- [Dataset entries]
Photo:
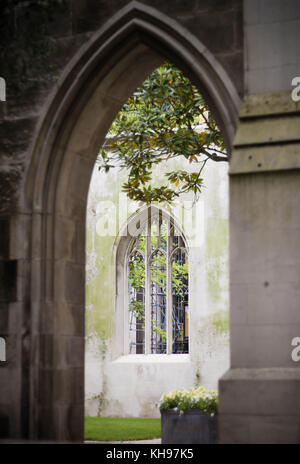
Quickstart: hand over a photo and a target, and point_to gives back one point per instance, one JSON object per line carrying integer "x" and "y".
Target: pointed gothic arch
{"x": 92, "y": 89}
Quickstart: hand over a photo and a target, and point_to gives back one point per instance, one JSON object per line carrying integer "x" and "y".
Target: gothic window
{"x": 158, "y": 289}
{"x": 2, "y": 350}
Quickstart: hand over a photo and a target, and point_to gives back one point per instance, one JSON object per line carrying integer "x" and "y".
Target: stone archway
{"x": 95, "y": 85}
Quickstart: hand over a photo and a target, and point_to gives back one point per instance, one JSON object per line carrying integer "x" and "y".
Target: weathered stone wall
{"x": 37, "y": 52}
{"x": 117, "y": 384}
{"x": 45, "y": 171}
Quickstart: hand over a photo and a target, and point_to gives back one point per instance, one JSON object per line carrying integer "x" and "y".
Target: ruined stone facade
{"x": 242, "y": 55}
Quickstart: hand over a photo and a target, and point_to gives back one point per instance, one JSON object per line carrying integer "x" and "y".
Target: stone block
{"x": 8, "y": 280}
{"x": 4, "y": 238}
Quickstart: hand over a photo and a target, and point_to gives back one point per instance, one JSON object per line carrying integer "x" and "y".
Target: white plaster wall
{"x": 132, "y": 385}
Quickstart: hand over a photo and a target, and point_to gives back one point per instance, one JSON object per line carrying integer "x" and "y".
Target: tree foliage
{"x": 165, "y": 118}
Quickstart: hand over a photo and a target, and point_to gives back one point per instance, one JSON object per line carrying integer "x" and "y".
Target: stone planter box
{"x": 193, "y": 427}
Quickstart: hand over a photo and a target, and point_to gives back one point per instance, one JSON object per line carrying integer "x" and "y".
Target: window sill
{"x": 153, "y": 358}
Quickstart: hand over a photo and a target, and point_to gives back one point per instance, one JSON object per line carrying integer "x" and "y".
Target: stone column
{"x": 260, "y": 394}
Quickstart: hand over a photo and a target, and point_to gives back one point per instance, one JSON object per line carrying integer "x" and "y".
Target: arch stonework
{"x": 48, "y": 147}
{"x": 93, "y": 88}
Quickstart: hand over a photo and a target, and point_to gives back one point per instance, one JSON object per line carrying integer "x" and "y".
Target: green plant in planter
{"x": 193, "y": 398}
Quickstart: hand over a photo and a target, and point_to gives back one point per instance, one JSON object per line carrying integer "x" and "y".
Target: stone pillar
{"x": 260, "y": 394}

- [How to complete this task]
Without the pictures, reproduce every line of the records above exactly.

- [Finished task]
Photo:
Quickstart: hand over a photo and a target, and point_to gives back one point per instance, one JSON object per line carrying integer "x" and "y".
Target: pointed gothic arch
{"x": 92, "y": 89}
Quickstart: hand over a photo and a target, and point_to gives back one point per instance, one JSON object per line carrying integer "x" and "y".
Target: gothic window
{"x": 158, "y": 289}
{"x": 2, "y": 350}
Quickstart: hand over a photo and a target, and point_to gives back one point per instance, one JSON object per line carrying integer "x" and "y".
Target: stone archway
{"x": 95, "y": 85}
Quickstart: hand over a photo and a target, and point_to gives back one point per instance, one JSON object per line carrying integer "x" and "y".
Target: weathered stone wall
{"x": 37, "y": 52}
{"x": 117, "y": 384}
{"x": 45, "y": 171}
Quickstart: hand over a photo and a target, and point_to gives back one point per instance, one JSON object per line carrying integer "x" and "y".
Target: ruined stone facade
{"x": 242, "y": 55}
Quickstart: hand over a photo and a target, and point_to gives back one point per instance, one JSON object per line carrying integer "x" and "y".
Target: stone block
{"x": 8, "y": 280}
{"x": 4, "y": 238}
Quickstart: hand over a photo and a target, and point_to gives back one point per instance, one JSON object per line carrying integer "x" and "y".
Target: white plaster wall
{"x": 132, "y": 385}
Quickstart: hand over a photo and a target, and point_to gives back one point per instance, one JSON object per line carrying integer "x" and "y".
Target: tree foliage
{"x": 165, "y": 118}
Quickstart: hand over a photo and a target, and point_to gives back one point per instance, one JSON object per line carrying integer "x" and "y".
Target: stone planter box
{"x": 193, "y": 427}
Quickstart: hand over a photo and a target, and point_to gives back one point per instance, one JSON object per line carrying integer "x" and "y".
Target: window sill
{"x": 153, "y": 358}
Quickstart: hand over a photo and a target, and point_to gives back one point per instance, one JSON object per line carrying integer "x" and "y".
Target: stone column
{"x": 260, "y": 394}
Quickstart: hand over a photo and a target, and point_to gives back one point per instance, one JSON object per line carrying integer "x" and "y".
Target: arch stonework
{"x": 48, "y": 147}
{"x": 93, "y": 88}
Quickstart: hand over a photo and a target, and point_to gives back one point per instance, one JSON object per line carrying integer "x" and "y".
Target: green plant in planter
{"x": 193, "y": 398}
Quickstart: hand over a photo and a target, and point_to gives back one point per instance, one JSON object per line carrying integer "x" and "y".
Target: stone pillar
{"x": 260, "y": 394}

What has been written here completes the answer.